* start READING TEXT *
Grand Bayou's state of despair resembles that of the Lower 9th Ward, 40 miles away in New Orleans. Both are lifeless. Both are poor. Both were colorful enclaves of traditional Louisiana culture.

They are exhibits in a pattern emerging since Katrina struck on Aug. 29, 2005: The widening gap between rich and poor in rebuilding.

''The similarities have to do a lot with economic challenges. If these people were middle or upper income in general they would have the resources to go back and build their houses,'' said Shirley Laska, a University of New Orleans sociologist.

The gap between rich and poor is plainly evident on the horizon of wind-blown marsh-grass at Grand Bayou.

A mile away, the community of weekend sport fishermen and retirees at Happy Jack is bouncing back.

A recent survey showed that of Happy Jack's approximately 83 waterfront homes only about 11 showed no sign of being rebuilt. Shaded docks, automatic boat lifts, jet skis and personal water craft abound.

''This place is built probably better than before the storm,'' said Willie Bullock, who retired from the Navy and moved to Happy Jack with his wife. ''I love it here. This is where I was meant to be.''

Down the gravel road, Brad Schmit, a 35-year-old sun-bronzed fishing guide, was void of complaints, too. ''Business is good,'' Schmit said, ''about the same as before the storm.''

Things are so normal, it's hard to tell Katrina made landfall just 15 miles south of Schmit's busy fishing camp where stressed-out city folk come to get away. The offices, shower room, patio and boat deck are rebuilt, smell new; guides and customers lounge and talk of fish, nature and the gleaming fiberglass boats; brand new pickup trucks await to take everyone back to comfortable, high-tech homes in the city.

Happy Jack is growing. Excavators have prepared ground for 60 more lots that will be up for sale by the summer.

''In the last two days we've had two different parties from the Florida area telling us, 'This is where we like to fish,''' Diana Alfortish, a real estate broker for the developer, said recently.

The significance is not lost at Grand Bayou: An uncomfortable circle of outsiders and development is drawing tighter.

On a recent short-sleeves winter day, during a break in the shrimp harvest, Dwight Reyes Sr. stepped off his boat, where he's lived with his wife since Katrina wrecked their home, and surveyed the neat-and-clean silhouette of Happy Jack.

''Weekend warriors, that's all that is,'' Reyes sneered.
* end READING TEXT *
* start COLLECTED DATA *
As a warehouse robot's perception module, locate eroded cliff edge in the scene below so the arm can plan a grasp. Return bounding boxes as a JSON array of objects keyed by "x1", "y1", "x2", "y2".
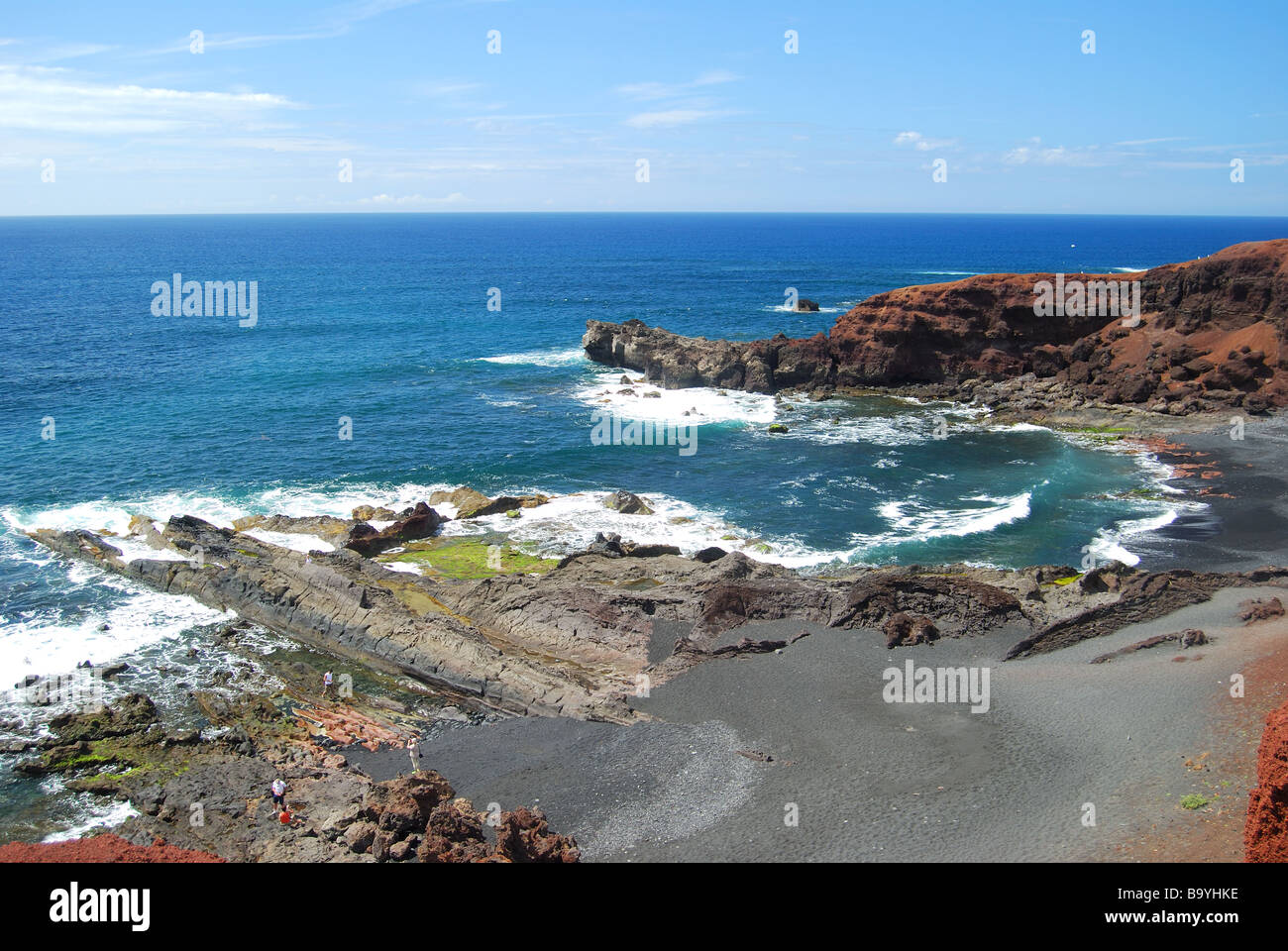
[{"x1": 583, "y1": 239, "x2": 1288, "y2": 415}]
* end COLLECTED DATA *
WHAT TO WORK ON
1. Answer these questions from the article on rebuilding after Katrina:
(a) How far is Grand Bayou from the Lower 9th Ward?
(b) Of Happy Jack's roughly 83 waterfront homes, about how many showed no sign of being rebuilt?
(c) How many more lots have excavators prepared at Happy Jack?
2. Write out the passage of the article on rebuilding after Katrina between "The significance is" and "is,'' Reyes sneered.", inclusive.

SOLVED PROBLEMS
1.
(a) 40 miles
(b) About 11
(c) 60

2.
The significance is not lost at Grand Bayou: An uncomfortable circle of outsiders and development is drawing tighter.

On a recent short-sleeves winter day, during a break in the shrimp harvest, Dwight Reyes Sr. stepped off his boat, where he's lived with his wife since Katrina wrecked their home, and surveyed the neat-and-clean silhouette of Happy Jack.

''Weekend warriors, that's all that is,'' Reyes sneered.